Copy out the data below verbatim.

> _DATA LISTING_:
========

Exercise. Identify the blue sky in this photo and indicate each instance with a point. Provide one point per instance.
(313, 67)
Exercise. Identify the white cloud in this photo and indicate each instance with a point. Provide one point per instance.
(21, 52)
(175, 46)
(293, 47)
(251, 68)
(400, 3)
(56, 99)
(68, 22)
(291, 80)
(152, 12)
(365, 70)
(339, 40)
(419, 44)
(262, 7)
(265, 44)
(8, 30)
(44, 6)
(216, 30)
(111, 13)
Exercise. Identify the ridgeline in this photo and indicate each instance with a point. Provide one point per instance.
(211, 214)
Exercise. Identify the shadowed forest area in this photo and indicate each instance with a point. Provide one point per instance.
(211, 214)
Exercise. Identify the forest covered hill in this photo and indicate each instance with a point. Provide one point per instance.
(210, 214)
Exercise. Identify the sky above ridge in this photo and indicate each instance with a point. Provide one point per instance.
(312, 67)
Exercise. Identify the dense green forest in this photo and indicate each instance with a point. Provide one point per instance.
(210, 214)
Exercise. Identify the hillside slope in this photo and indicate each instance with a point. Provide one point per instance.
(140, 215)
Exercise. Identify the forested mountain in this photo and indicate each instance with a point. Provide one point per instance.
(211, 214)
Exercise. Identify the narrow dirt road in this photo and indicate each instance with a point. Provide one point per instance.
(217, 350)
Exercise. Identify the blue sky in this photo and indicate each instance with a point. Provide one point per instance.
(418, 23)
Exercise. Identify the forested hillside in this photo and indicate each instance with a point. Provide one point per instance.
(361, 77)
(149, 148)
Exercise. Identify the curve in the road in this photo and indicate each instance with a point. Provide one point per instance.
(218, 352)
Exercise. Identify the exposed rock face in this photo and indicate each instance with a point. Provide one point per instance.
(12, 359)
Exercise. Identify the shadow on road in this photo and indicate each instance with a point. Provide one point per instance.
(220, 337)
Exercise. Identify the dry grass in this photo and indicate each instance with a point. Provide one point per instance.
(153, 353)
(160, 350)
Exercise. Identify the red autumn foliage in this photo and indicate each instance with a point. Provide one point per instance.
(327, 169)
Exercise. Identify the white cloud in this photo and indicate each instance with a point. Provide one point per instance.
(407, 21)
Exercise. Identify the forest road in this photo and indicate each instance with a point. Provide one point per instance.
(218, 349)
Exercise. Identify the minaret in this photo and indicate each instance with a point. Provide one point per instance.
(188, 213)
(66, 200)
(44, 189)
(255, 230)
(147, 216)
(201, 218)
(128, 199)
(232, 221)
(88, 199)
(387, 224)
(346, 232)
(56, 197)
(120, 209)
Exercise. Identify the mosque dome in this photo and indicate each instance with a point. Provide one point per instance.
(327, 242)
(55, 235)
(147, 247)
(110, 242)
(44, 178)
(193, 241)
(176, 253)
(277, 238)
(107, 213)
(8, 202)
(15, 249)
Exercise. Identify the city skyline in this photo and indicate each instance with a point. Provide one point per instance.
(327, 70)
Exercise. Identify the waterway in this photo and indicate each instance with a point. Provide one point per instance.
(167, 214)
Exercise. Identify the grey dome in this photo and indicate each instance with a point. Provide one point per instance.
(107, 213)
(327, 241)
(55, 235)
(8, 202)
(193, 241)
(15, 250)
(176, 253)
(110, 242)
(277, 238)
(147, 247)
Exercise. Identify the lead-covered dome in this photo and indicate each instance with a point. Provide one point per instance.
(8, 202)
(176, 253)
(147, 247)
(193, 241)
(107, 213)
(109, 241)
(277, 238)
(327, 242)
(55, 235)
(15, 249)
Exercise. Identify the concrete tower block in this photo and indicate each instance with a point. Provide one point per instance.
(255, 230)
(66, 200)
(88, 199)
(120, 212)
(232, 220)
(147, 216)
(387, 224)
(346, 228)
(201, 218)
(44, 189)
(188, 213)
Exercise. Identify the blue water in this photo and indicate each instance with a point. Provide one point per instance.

========

> _THE RESPONSE_:
Exercise. Identify the blue sky in this photo and indicate each instance with a point. Provide one point per instance.
(313, 67)
Exercise. Identify the white cloud in this photo and indicate each instance with a point. Provide one point per instance.
(21, 52)
(175, 46)
(293, 47)
(251, 68)
(400, 3)
(56, 99)
(68, 22)
(291, 80)
(152, 12)
(365, 70)
(339, 40)
(419, 44)
(262, 7)
(265, 44)
(8, 30)
(44, 6)
(216, 30)
(111, 13)
Exercise. Identify the ridgeline in this photo and indicate each instance with a point. Provide one point per instance.
(211, 214)
Exercise. Identify the shadowed forest area in this photo and indicate each instance with a point. Provide one point per instance.
(211, 214)
Exercise. Identify the forest covered hill in this photo and indicate each instance with a point. Provide one point per instance.
(210, 214)
Exercise. Identify the sky above ridge in this photo and indicate each instance with a point. Provide one point per instance.
(312, 67)
Exercise. Identify the dense green forest in this photo and indicate each instance with a point. Provide one point per instance.
(210, 214)
Exercise. Identify the hillside slope in this photo and indicate each instance with a point. Provide one point per instance.
(140, 215)
Exercise. Identify the forested mountain in this photo and indicate each instance with a point. Provide one point per instance.
(211, 214)
Exercise. Identify the narrow dirt road in this photo and indicate each instance with a point. Provide one point per instance.
(217, 350)
Exercise. Identify the blue sky in this photo and indicate each instance with a point. Provide one point per instance.
(418, 23)
Exercise. Identify the forested hillside in this photo and indicate each instance with a point. Provide one point per instance.
(361, 77)
(149, 148)
Exercise. Identify the curve in the road in this photo and indicate each instance with a point. Provide one point per instance.
(218, 352)
Exercise. Identify the exposed rock face in this photo and indicate each instance with a point. Provide one point per instance.
(12, 359)
Exercise. Identify the shadow on road in this photo and indicate each instance with a point. Provide one point per instance.
(220, 337)
Exercise. Identify the dry grass in this photo and indicate each instance with a point. Provide one point per instance.
(153, 353)
(160, 350)
Exercise. Identify the red autumn foliage in this photo and indicate each instance with a point. Provide one point per instance.
(327, 169)
Exercise. Identify the white cloud in this photo and indicate each instance with a point. Provide one point per instance.
(407, 21)
Exercise. Identify the forest road in this photo and indicate each instance with a point. Provide one point per instance.
(218, 349)
Exercise. Identify the minaret in this photo and indicate each instance with a point. Provide one point per instance.
(188, 213)
(66, 200)
(44, 189)
(255, 230)
(147, 216)
(201, 218)
(128, 199)
(232, 221)
(88, 199)
(387, 224)
(346, 232)
(56, 197)
(120, 209)
Exercise. Identify the mosque dome in this photo and indicate each instance with a point. Provide one point per instance.
(327, 242)
(55, 235)
(147, 247)
(110, 242)
(44, 178)
(193, 241)
(176, 253)
(277, 238)
(107, 213)
(8, 202)
(15, 249)
Exercise. Identify the city skyline in this photo and indicate each instance with a point. Provide one point per instance.
(327, 70)
Exercise. Identify the waterway in this photo and indicate each instance with a point. Provide one point per instance.
(167, 214)
Exercise. Identify the grey dome in this photo and indicate each instance with a point. Provide one point per instance.
(107, 213)
(327, 241)
(55, 235)
(8, 202)
(193, 241)
(15, 250)
(176, 253)
(110, 242)
(277, 238)
(147, 247)
Exercise. Identify the lead-covered dome in this photo and indicate each instance with a point. Provide one point per instance.
(8, 202)
(176, 253)
(147, 247)
(193, 241)
(107, 213)
(109, 241)
(277, 238)
(327, 242)
(55, 235)
(15, 249)
Exercise. Identify the concrete tower block in this photo and indicate each instance with a point. Provide one point per instance.
(255, 230)
(66, 200)
(88, 199)
(120, 212)
(232, 220)
(147, 216)
(387, 224)
(346, 228)
(201, 218)
(44, 189)
(188, 213)
Exercise. Identify the blue water in this photo and indicate each instance with a point. Provide one point per instance.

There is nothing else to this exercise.